* _Exercise brief_: Pick out every line of the material below that contains the word "refrigerator", matching case exactly, and copy each of those lines.

* _Picture annotation entries_:
====

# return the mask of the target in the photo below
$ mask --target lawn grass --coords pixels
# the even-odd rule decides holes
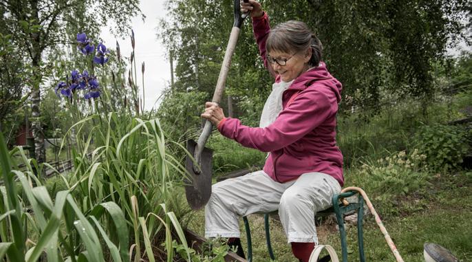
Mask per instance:
[[[424,261],[423,245],[433,242],[450,250],[461,261],[472,259],[472,179],[471,173],[461,171],[433,177],[424,193],[403,197],[395,200],[397,215],[383,216],[383,210],[376,209],[384,226],[405,261]],[[369,192],[366,192],[369,195]],[[375,195],[369,195],[372,199]],[[376,202],[372,200],[376,207]],[[189,228],[204,234],[203,210],[192,216]],[[264,217],[260,215],[248,216],[253,239],[254,262],[270,261],[266,246]],[[242,219],[240,223],[242,241],[247,248]],[[281,224],[270,219],[272,248],[277,261],[297,262],[290,249]],[[347,244],[349,261],[358,261],[357,228],[348,226]],[[394,261],[395,258],[384,237],[376,224],[374,217],[367,215],[364,221],[364,250],[367,261]],[[329,219],[318,228],[320,243],[334,247],[341,257],[339,232],[336,222]],[[246,250],[247,254],[247,249]]]

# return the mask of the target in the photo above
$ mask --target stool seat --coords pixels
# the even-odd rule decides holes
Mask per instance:
[[[342,199],[350,197],[355,195],[355,191],[347,191],[339,195],[335,195],[332,198],[332,207],[326,210],[317,212],[315,218],[325,217],[330,215],[334,214],[336,215],[336,220],[339,227],[339,234],[341,243],[341,250],[343,262],[347,262],[347,243],[346,237],[346,230],[344,227],[344,215],[352,211],[357,212],[357,242],[359,249],[359,261],[361,262],[365,262],[365,256],[364,255],[364,243],[363,240],[363,220],[364,215],[364,199],[361,195],[358,196],[358,201],[355,203],[347,203],[343,201]],[[269,217],[271,214],[277,213],[273,211],[268,213],[264,213],[264,228],[266,230],[266,242],[267,244],[267,249],[269,252],[270,259],[275,260],[275,256],[272,249],[270,243],[270,232],[269,228]],[[244,227],[246,228],[246,235],[248,241],[248,261],[253,260],[253,244],[250,237],[250,228],[249,227],[249,221],[248,218],[243,217],[244,221]]]

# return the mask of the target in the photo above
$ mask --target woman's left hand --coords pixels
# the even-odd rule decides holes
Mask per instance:
[[[217,127],[219,121],[224,118],[224,113],[223,113],[223,109],[218,106],[218,104],[207,102],[205,103],[205,112],[201,116],[210,120],[213,126]]]

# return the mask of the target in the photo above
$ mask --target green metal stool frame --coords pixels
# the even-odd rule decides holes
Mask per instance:
[[[361,262],[365,262],[365,256],[364,255],[364,241],[363,237],[363,219],[364,217],[364,199],[361,194],[358,195],[357,203],[349,203],[347,206],[341,201],[341,199],[345,199],[355,195],[355,191],[347,191],[339,195],[335,195],[332,198],[333,207],[330,208],[325,210],[320,211],[317,213],[317,217],[326,217],[329,215],[334,213],[336,215],[336,220],[338,222],[339,227],[339,234],[341,237],[341,250],[343,253],[343,262],[347,262],[347,243],[346,237],[346,230],[344,227],[344,214],[348,212],[356,210],[357,212],[357,243],[359,248],[359,260]],[[266,242],[267,244],[267,249],[269,252],[270,259],[275,260],[275,256],[272,249],[270,243],[270,230],[269,228],[269,216],[270,213],[264,214],[264,228],[266,230]],[[249,227],[249,221],[246,217],[243,217],[244,221],[244,226],[246,228],[246,235],[248,241],[248,261],[251,262],[253,261],[253,242],[250,237],[250,228]]]

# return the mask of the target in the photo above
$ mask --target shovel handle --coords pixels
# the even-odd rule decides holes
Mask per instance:
[[[248,0],[244,0],[245,3],[248,3]],[[230,35],[229,41],[228,41],[228,46],[226,47],[226,51],[224,53],[224,58],[223,59],[223,64],[222,65],[222,68],[219,70],[219,76],[218,76],[218,82],[216,84],[216,88],[215,89],[215,93],[213,94],[213,98],[211,100],[212,102],[217,104],[219,104],[219,101],[222,98],[222,94],[224,90],[224,85],[226,83],[226,78],[228,77],[228,72],[229,72],[230,66],[231,65],[231,57],[233,54],[235,52],[235,49],[236,48],[236,43],[237,43],[237,39],[239,35],[239,30],[241,28],[241,25],[243,21],[249,16],[249,12],[245,14],[241,14],[241,5],[239,4],[239,0],[234,0],[235,5],[235,23],[233,25],[233,29],[231,30],[231,34]],[[197,145],[195,147],[195,160],[197,164],[197,165],[193,165],[193,171],[195,174],[200,174],[200,170],[198,166],[202,164],[202,153],[203,152],[203,149],[206,144],[206,140],[208,140],[210,135],[211,134],[211,129],[213,129],[213,124],[208,120],[205,122],[205,125],[203,127],[203,131],[198,138],[198,141],[197,141]]]

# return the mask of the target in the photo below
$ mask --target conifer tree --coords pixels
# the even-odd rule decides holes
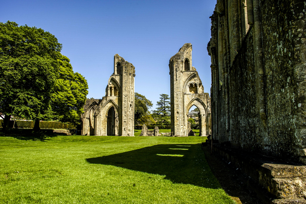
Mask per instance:
[[[170,125],[170,99],[167,94],[160,94],[160,99],[157,101],[158,106],[152,111],[152,116],[159,126]]]

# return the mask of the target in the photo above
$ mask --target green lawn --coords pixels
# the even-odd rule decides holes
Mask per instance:
[[[0,203],[232,203],[206,138],[0,137]]]

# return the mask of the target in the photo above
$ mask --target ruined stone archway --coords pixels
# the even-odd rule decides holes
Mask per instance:
[[[199,110],[199,126],[200,130],[199,136],[205,136],[207,135],[207,108],[205,104],[204,104],[200,100],[197,98],[195,98],[192,100],[187,105],[186,108],[185,112],[186,113],[186,116],[188,115],[188,113],[190,108],[193,106],[195,106]],[[186,125],[188,125],[188,117],[186,117],[185,118],[185,123]]]
[[[192,51],[191,43],[184,44],[169,62],[171,132],[175,137],[188,136],[188,112],[193,105],[200,110],[200,135],[208,135],[210,132],[208,121],[210,120],[210,97],[204,92],[199,74],[192,66]]]

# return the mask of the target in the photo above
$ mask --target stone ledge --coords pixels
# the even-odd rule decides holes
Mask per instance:
[[[306,201],[303,199],[275,199],[273,204],[306,204]]]
[[[213,144],[213,150],[265,203],[304,203],[301,202],[306,198],[306,166],[219,144]]]

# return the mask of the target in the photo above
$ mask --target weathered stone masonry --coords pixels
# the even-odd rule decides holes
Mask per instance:
[[[134,136],[135,67],[116,54],[102,99],[88,99],[82,135]]]
[[[200,110],[200,136],[210,134],[210,98],[204,93],[198,72],[192,66],[192,45],[186,43],[169,62],[170,87],[171,132],[172,136],[188,136],[187,120],[190,108]]]
[[[306,164],[305,10],[300,0],[217,1],[207,46],[214,139]],[[224,151],[237,166],[243,163]],[[281,179],[271,175],[271,183],[263,187],[278,198],[306,198],[303,173],[289,174]],[[271,190],[277,186],[291,194]]]

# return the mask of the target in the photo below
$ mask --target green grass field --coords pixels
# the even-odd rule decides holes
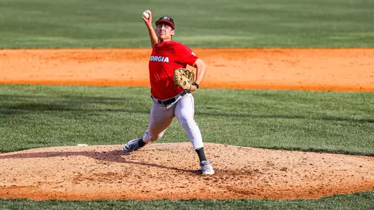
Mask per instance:
[[[0,0],[0,48],[148,48],[145,9],[153,21],[172,17],[174,39],[191,48],[374,46],[371,0]],[[147,128],[149,96],[147,88],[0,85],[0,153],[124,144]],[[373,93],[202,88],[194,96],[204,142],[374,156]],[[159,142],[186,141],[174,122]],[[283,200],[0,198],[0,209],[373,208],[374,191]]]
[[[371,0],[1,0],[1,48],[149,47],[141,19],[190,47],[373,47]]]
[[[201,89],[194,95],[195,120],[205,142],[374,156],[371,93]],[[124,144],[147,128],[149,97],[148,88],[0,86],[1,151],[82,142]],[[188,140],[175,120],[158,142],[183,141]],[[132,205],[138,209],[350,209],[359,201],[359,208],[369,209],[373,197],[374,192],[369,191],[316,200],[0,200],[0,203],[12,207],[21,202],[37,209],[60,209],[61,205],[63,209],[130,209]]]

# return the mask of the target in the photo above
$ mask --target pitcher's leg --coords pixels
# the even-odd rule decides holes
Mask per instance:
[[[204,151],[202,133],[194,120],[194,99],[191,94],[186,94],[177,104],[175,116],[187,133],[195,151],[199,156],[200,167],[203,175],[214,174],[211,162],[206,160]]]
[[[148,143],[159,140],[170,125],[173,117],[172,111],[154,102],[150,114],[148,129],[140,138],[128,142],[123,150],[128,152],[137,151]]]
[[[194,99],[191,94],[186,94],[177,102],[175,106],[175,116],[187,133],[193,149],[204,147],[202,133],[199,126],[195,122]]]

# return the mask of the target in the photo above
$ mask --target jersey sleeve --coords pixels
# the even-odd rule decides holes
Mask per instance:
[[[175,48],[176,61],[181,64],[193,65],[199,58],[190,48],[183,44],[177,45]]]

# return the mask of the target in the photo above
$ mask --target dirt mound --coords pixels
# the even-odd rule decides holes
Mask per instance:
[[[190,143],[40,148],[0,154],[0,197],[31,199],[312,198],[374,189],[374,158]]]

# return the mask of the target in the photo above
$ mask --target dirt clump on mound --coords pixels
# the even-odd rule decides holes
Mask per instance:
[[[0,154],[0,197],[35,200],[314,198],[374,189],[374,158],[189,142],[39,148]]]

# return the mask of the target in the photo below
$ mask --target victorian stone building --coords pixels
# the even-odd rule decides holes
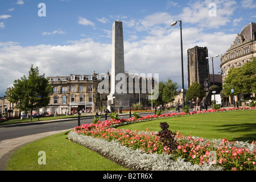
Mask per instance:
[[[256,23],[250,23],[237,34],[231,47],[226,53],[221,55],[220,67],[222,74],[222,82],[228,75],[228,71],[233,68],[239,68],[256,57]],[[255,93],[253,93],[255,97]],[[238,100],[242,94],[238,96]],[[233,102],[233,97],[229,97],[229,101]]]
[[[152,78],[139,75],[125,74],[127,91],[129,95],[129,104],[141,102],[144,106],[148,104],[148,90],[143,89],[143,83],[151,81]],[[129,76],[132,77],[131,84]],[[108,96],[110,93],[111,74],[96,73],[92,75],[70,75],[67,76],[48,77],[53,93],[51,96],[49,104],[40,109],[40,113],[53,114],[72,114],[75,111],[82,112],[101,111],[108,106]],[[137,92],[136,81],[138,81],[139,90]],[[146,80],[144,82],[143,80]],[[154,81],[152,81],[154,84]],[[130,85],[129,85],[130,83]],[[132,85],[132,92],[129,86]],[[153,85],[154,86],[154,85]],[[100,90],[99,90],[100,89]]]

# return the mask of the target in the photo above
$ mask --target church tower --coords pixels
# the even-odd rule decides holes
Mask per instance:
[[[210,82],[209,61],[205,59],[208,56],[208,48],[195,46],[188,49],[187,55],[188,88],[196,81],[204,88],[204,82],[207,78]]]

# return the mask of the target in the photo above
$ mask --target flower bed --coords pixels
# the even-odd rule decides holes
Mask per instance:
[[[173,159],[185,159],[192,165],[212,166],[218,169],[222,168],[224,170],[255,170],[256,145],[254,142],[249,144],[242,142],[231,142],[225,139],[210,141],[200,138],[185,137],[180,135],[178,132],[175,136],[177,143],[177,149],[171,152],[169,147],[163,145],[163,143],[159,140],[159,136],[156,132],[150,132],[148,130],[146,131],[139,131],[114,128],[121,125],[161,118],[255,109],[256,107],[243,107],[189,113],[168,113],[159,116],[151,115],[141,117],[137,119],[134,117],[127,119],[109,119],[98,121],[96,124],[83,124],[74,128],[74,133],[79,135],[102,139],[108,142],[115,141],[123,147],[129,147],[133,150],[139,150],[145,154],[171,155]]]

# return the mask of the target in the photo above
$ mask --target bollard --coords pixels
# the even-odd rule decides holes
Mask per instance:
[[[80,114],[78,114],[78,126],[80,126]]]

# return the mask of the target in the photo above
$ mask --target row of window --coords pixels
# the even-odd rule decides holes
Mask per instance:
[[[131,94],[129,94],[129,96],[130,96],[130,99],[131,99]],[[97,94],[97,97],[98,97],[99,96]],[[143,97],[144,97],[143,94],[142,93],[141,93],[141,94],[140,94],[141,100],[143,99]],[[62,96],[62,102],[61,102],[62,104],[67,104],[67,96]],[[84,94],[80,94],[79,102],[84,102]],[[135,94],[135,99],[137,100],[138,98],[139,98],[139,94]],[[55,104],[58,104],[58,97],[57,96],[55,96],[53,97],[53,100],[54,100]],[[75,94],[73,94],[71,95],[71,102],[78,101],[76,101],[76,97],[75,97]],[[89,102],[92,102],[92,94],[89,95]]]
[[[106,79],[109,79],[109,75],[105,75],[104,76],[105,78]],[[85,77],[84,75],[80,75],[79,76],[79,80],[84,80],[84,78],[85,78]],[[71,76],[71,80],[76,80],[76,76],[73,75]],[[92,75],[89,75],[88,77],[89,80],[92,80],[93,78],[93,76]],[[97,78],[98,80],[100,80],[102,78],[102,76],[101,75],[98,74],[97,75]],[[61,79],[62,81],[67,81],[67,78],[53,78],[53,81],[59,81],[60,80],[60,79]],[[49,81],[52,81],[52,78],[49,78]]]
[[[87,91],[90,92],[92,91],[92,86],[87,86]],[[76,92],[76,86],[73,85],[70,86],[70,92]],[[85,92],[86,91],[85,89],[85,86],[82,85],[80,85],[79,87],[79,92]],[[61,93],[67,93],[67,86],[63,86],[61,87]],[[59,93],[59,88],[57,86],[53,87],[53,93]]]
[[[54,100],[54,104],[58,104],[58,97],[57,96],[54,96],[53,97]],[[76,98],[75,97],[75,94],[71,95],[71,102],[76,102]],[[79,102],[84,102],[84,95],[80,94],[79,96]],[[92,94],[89,95],[89,102],[92,102]],[[67,96],[62,96],[62,104],[67,104]]]
[[[243,64],[247,63],[248,63],[249,61],[249,60],[245,60]],[[224,69],[222,70],[222,73],[224,73],[224,75],[228,75],[228,71],[229,71],[230,69],[229,69],[228,67],[229,67],[230,68],[241,68],[242,67],[242,65],[241,62],[239,62],[239,63],[237,63],[237,64],[232,64],[229,65],[229,67],[226,67],[225,69]]]
[[[243,53],[247,53],[250,52],[250,46],[247,46],[243,48]],[[230,59],[234,58],[236,56],[240,56],[243,54],[242,49],[236,51],[236,54],[235,52],[231,52],[230,53]],[[225,60],[227,57],[225,57]]]

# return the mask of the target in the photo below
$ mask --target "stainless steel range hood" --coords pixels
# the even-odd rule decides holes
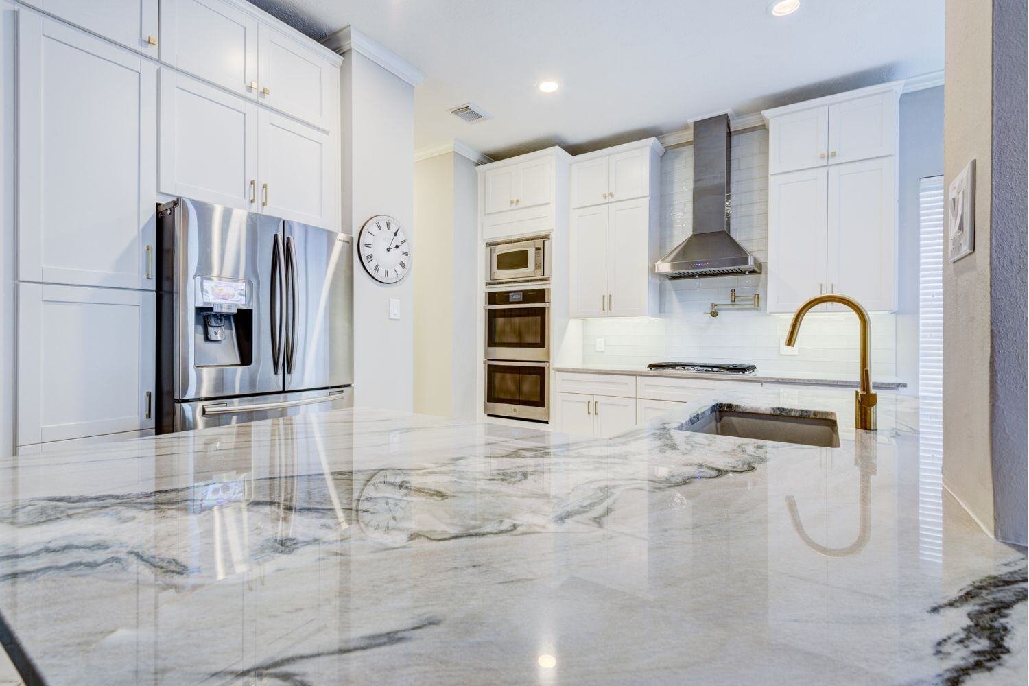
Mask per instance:
[[[669,279],[759,274],[729,234],[729,115],[694,122],[694,232],[654,264]]]

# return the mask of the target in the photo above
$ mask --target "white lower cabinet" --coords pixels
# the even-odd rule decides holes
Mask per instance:
[[[636,426],[636,399],[558,394],[558,427],[564,433],[608,438]]]
[[[257,205],[257,106],[161,70],[158,188],[238,210]]]
[[[151,62],[20,12],[19,280],[153,288],[156,107]]]
[[[17,289],[17,444],[152,429],[154,294]]]

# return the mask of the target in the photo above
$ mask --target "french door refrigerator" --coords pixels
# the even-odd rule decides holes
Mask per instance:
[[[351,240],[185,197],[159,206],[157,433],[353,406]]]

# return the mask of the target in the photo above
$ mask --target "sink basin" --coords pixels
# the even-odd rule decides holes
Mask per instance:
[[[761,410],[717,404],[695,414],[679,429],[716,436],[840,447],[836,413],[819,410]]]

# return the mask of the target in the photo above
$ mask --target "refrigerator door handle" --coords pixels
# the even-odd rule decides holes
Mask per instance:
[[[298,405],[314,405],[322,402],[333,402],[340,396],[346,395],[346,391],[334,391],[328,395],[317,398],[304,398],[303,400],[284,400],[282,402],[257,402],[252,405],[229,405],[227,402],[212,402],[204,405],[201,412],[205,416],[211,414],[238,414],[243,412],[261,412],[265,409],[281,409],[283,407],[296,407]]]
[[[286,323],[286,373],[293,373],[293,356],[296,355],[296,248],[293,237],[286,237],[286,292],[289,298],[289,321]]]
[[[279,244],[279,234],[276,233],[272,240],[272,369],[279,373],[280,360],[282,359],[282,308],[285,298],[282,294],[282,246]]]

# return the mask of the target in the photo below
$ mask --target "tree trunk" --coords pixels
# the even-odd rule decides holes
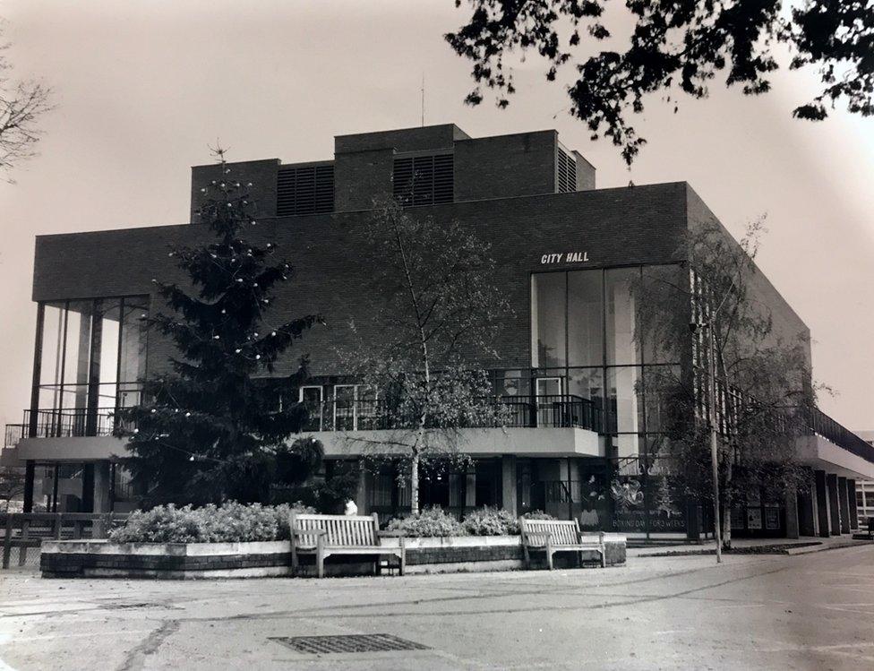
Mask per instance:
[[[728,466],[729,470],[731,470],[731,464]],[[723,511],[723,549],[731,550],[732,549],[732,491],[728,487],[725,487],[724,495],[723,500],[724,501],[725,509]]]
[[[410,460],[410,512],[419,514],[419,453],[413,452]]]

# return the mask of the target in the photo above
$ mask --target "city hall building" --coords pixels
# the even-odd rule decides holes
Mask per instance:
[[[688,278],[679,255],[685,232],[716,222],[688,184],[599,189],[595,168],[554,131],[472,138],[453,125],[338,136],[330,160],[230,168],[253,185],[252,236],[275,241],[296,271],[273,309],[325,317],[277,373],[309,355],[312,379],[290,392],[310,408],[305,429],[324,444],[329,470],[360,460],[349,434],[380,436],[337,360],[352,344],[346,324],[363,316],[373,270],[348,231],[371,216],[375,197],[398,195],[415,175],[409,211],[462,222],[497,261],[512,311],[498,323],[500,358],[490,375],[495,396],[518,410],[507,426],[470,431],[463,449],[473,461],[463,472],[424,474],[423,503],[457,514],[482,505],[539,509],[628,533],[698,538],[707,529],[707,507],[685,496],[666,469],[641,469],[638,460],[663,438],[663,410],[647,381],[688,357],[638,341],[630,280]],[[153,278],[184,281],[168,247],[209,241],[193,215],[218,172],[193,168],[192,223],[37,237],[33,386],[4,452],[4,464],[26,469],[26,510],[136,505],[114,417],[139,402],[143,379],[169,370],[172,348],[141,317],[165,307]],[[809,335],[764,276],[752,286],[775,332]],[[857,526],[855,481],[874,479],[874,447],[818,411],[809,429],[798,444],[808,486],[789,496],[750,493],[732,511],[735,533],[827,536]],[[409,490],[390,465],[361,468],[357,504],[401,514]]]

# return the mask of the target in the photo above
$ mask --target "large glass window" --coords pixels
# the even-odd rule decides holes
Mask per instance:
[[[531,279],[531,357],[536,368],[566,366],[567,276],[547,272]]]
[[[568,273],[568,364],[600,366],[604,359],[603,271]]]
[[[610,433],[637,434],[643,431],[640,378],[641,368],[637,366],[607,368]]]
[[[604,273],[606,310],[604,314],[607,366],[640,363],[635,340],[635,308],[632,282],[639,276],[638,268],[619,268]]]
[[[148,297],[40,305],[38,403],[41,410],[56,411],[47,419],[40,417],[40,423],[58,423],[66,427],[60,429],[64,434],[75,434],[84,430],[88,413],[139,402],[146,364],[141,316],[148,307]],[[102,426],[90,421],[92,430]]]

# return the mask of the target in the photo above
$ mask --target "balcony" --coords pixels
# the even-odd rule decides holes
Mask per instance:
[[[463,428],[580,428],[599,433],[601,409],[579,396],[501,396],[493,400],[495,421]],[[330,399],[308,404],[304,431],[386,431],[416,428],[418,417],[398,417],[382,399]],[[440,428],[425,423],[424,428]]]
[[[30,438],[80,438],[112,435],[118,418],[115,408],[25,410],[24,431]]]
[[[455,426],[467,433],[471,452],[539,453],[543,456],[603,456],[597,434],[600,409],[578,396],[500,397],[489,422]],[[398,431],[416,428],[417,417],[390,412],[385,400],[330,399],[309,407],[303,432],[318,434],[331,456],[358,453],[359,443],[390,443]],[[25,410],[21,459],[94,460],[119,456],[124,442],[115,437],[120,422],[115,408]],[[439,426],[426,424],[426,431]],[[508,434],[506,429],[518,429]],[[437,431],[437,434],[440,432]],[[362,437],[366,436],[366,437]],[[81,440],[87,439],[87,440]],[[437,438],[440,440],[441,438]]]

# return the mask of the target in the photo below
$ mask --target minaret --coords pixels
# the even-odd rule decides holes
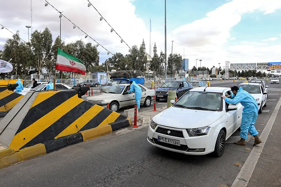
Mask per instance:
[[[157,52],[157,47],[156,47],[156,42],[154,43],[154,47],[153,47],[153,55],[155,56],[156,54],[156,53]]]
[[[143,51],[145,53],[145,44],[144,44],[144,39],[143,38],[143,44],[141,45],[141,48],[143,50]]]

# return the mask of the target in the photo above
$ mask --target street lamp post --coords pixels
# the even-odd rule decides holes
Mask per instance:
[[[25,26],[25,27],[27,28],[28,32],[28,42],[29,42],[29,28],[31,28],[31,26],[27,25]]]

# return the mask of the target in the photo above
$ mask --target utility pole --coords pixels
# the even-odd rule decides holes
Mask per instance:
[[[27,29],[28,30],[28,42],[29,42],[29,28],[31,28],[31,26],[28,26],[28,25],[27,25],[25,26],[25,27],[27,28]]]
[[[166,22],[166,0],[165,0],[165,79],[167,80],[167,35]]]
[[[171,41],[172,42],[172,52],[171,53],[172,54],[172,55],[173,55],[173,42],[174,42],[174,40],[173,40],[172,41]]]

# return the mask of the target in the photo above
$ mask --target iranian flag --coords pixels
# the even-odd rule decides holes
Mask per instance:
[[[80,73],[83,75],[86,73],[86,67],[80,60],[59,49],[58,50],[56,69]]]

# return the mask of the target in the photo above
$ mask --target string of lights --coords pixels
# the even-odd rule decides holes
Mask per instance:
[[[202,52],[202,53],[206,53],[209,54],[211,54],[211,55],[217,55],[217,56],[222,56],[222,57],[229,57],[229,58],[246,58],[246,59],[252,59],[253,58],[248,58],[248,57],[256,57],[256,58],[274,58],[276,57],[277,57],[277,56],[280,56],[280,55],[271,55],[271,56],[267,56],[267,57],[265,57],[265,56],[250,56],[250,55],[249,55],[249,56],[248,56],[248,55],[242,56],[242,55],[240,55],[239,56],[225,56],[225,55],[218,55],[218,54],[213,54],[213,53],[212,53],[211,52],[209,52],[209,51],[202,51],[202,50],[200,50],[198,49],[196,49],[196,48],[193,48],[193,47],[189,47],[189,46],[186,46],[185,45],[183,45],[183,44],[182,44],[179,43],[177,43],[177,42],[175,42],[175,41],[174,41],[174,43],[175,43],[177,44],[178,44],[178,45],[181,45],[181,46],[183,46],[184,47],[187,47],[188,48],[190,48],[190,49],[193,49],[193,50],[196,50],[196,51],[200,51],[200,52]]]
[[[98,46],[101,46],[101,47],[103,48],[104,49],[104,50],[106,50],[107,51],[107,55],[109,55],[109,54],[111,54],[112,55],[114,55],[113,54],[113,53],[111,53],[111,52],[109,50],[107,50],[107,49],[106,49],[106,48],[105,48],[105,47],[104,47],[102,45],[101,45],[99,43],[98,43],[98,42],[97,42],[96,40],[94,40],[93,38],[92,37],[91,37],[91,36],[90,36],[90,35],[88,35],[88,34],[87,34],[83,30],[82,30],[82,29],[81,29],[78,26],[77,26],[77,25],[76,25],[76,24],[75,24],[74,23],[73,23],[72,21],[70,19],[68,19],[67,17],[66,16],[65,16],[63,14],[62,14],[62,13],[61,12],[60,12],[60,11],[59,11],[59,10],[58,10],[57,9],[56,9],[56,8],[53,6],[52,4],[50,4],[49,3],[48,1],[46,1],[46,0],[45,0],[45,1],[46,1],[46,3],[45,4],[45,6],[48,6],[49,5],[49,5],[50,5],[50,6],[51,6],[54,9],[55,9],[55,10],[56,11],[58,12],[60,12],[60,13],[59,16],[59,17],[60,18],[62,17],[64,17],[66,19],[67,19],[67,20],[68,20],[71,23],[72,23],[72,24],[73,24],[73,29],[75,29],[75,28],[78,28],[79,30],[80,30],[81,31],[82,31],[84,33],[85,35],[85,38],[87,38],[87,37],[89,37],[92,40],[93,40],[96,43],[97,45],[96,45],[96,47],[98,47]],[[121,43],[122,43],[122,42],[121,42]],[[137,56],[137,57],[136,57],[136,60],[137,60],[138,59],[138,56]],[[116,62],[117,62],[117,61],[119,60],[119,59],[118,59],[118,58],[117,59],[116,59]],[[133,68],[132,67],[130,67],[130,66],[128,65],[127,64],[126,64],[126,63],[124,63],[124,62],[122,62],[122,61],[121,61],[121,62],[122,62],[122,63],[124,63],[124,64],[125,64],[125,65],[126,65],[125,66],[125,68],[127,68],[127,67],[128,67],[130,68],[131,68],[131,69],[133,69],[133,69],[133,69]]]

====

* _The response_:
$ mask --target "french door refrigerator" --coords pixels
$ mask --target "refrigerator door handle" --coords pixels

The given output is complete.